§ WRITTEN TASK A
Retype the passage on starter dead spots word for word, from "I normally hear" to "circuit feeding it.".

-- -- --

I normally hear the term flat spots used more for tires, but a starter can develop a dead spot.
Two common things I see that could be happening to you (outside of a battery issue)
The starter solenoid could be failing or the circuit feeding it.
The starter itself can get a dead spot or have worn brushes. You have carbon brushes in the body of the starter that are held against the commutator by spring pressure. Here is a picture of a commutator
http://www.btinternet.com/~roland.czerny/commutator.jpg Each of those pieces of copper is an individual circuit. If one fails the starter will be a bit weaker but you would probably never notice when it was spinning. If one fails and the starter happens to stop so that the brush is against only that one circuit then the starter won't spin next time you crank. I don't think this is your problem though as you normally have to do something to cause the starter to move a little before it will work again.

-- -- --

§ WRITTEN TASK B
Lay out each line of the records below as a JSON list of strings, one string per line, with blank lines left out.

-- -- --

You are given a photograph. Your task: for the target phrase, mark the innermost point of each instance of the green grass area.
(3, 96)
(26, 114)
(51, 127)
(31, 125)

-- -- --

§ RESPONSE A
I normally hear the term flat spots used more for tires, but a starter can develop a dead spot.
Two common things I see that could be happening to you (outside of a battery issue)
The starter solenoid could be failing or the circuit feeding it.

§ RESPONSE B
[
  "You are given a photograph. Your task: for the target phrase, mark the innermost point of each instance of the green grass area.",
  "(3, 96)",
  "(26, 114)",
  "(51, 127)",
  "(31, 125)"
]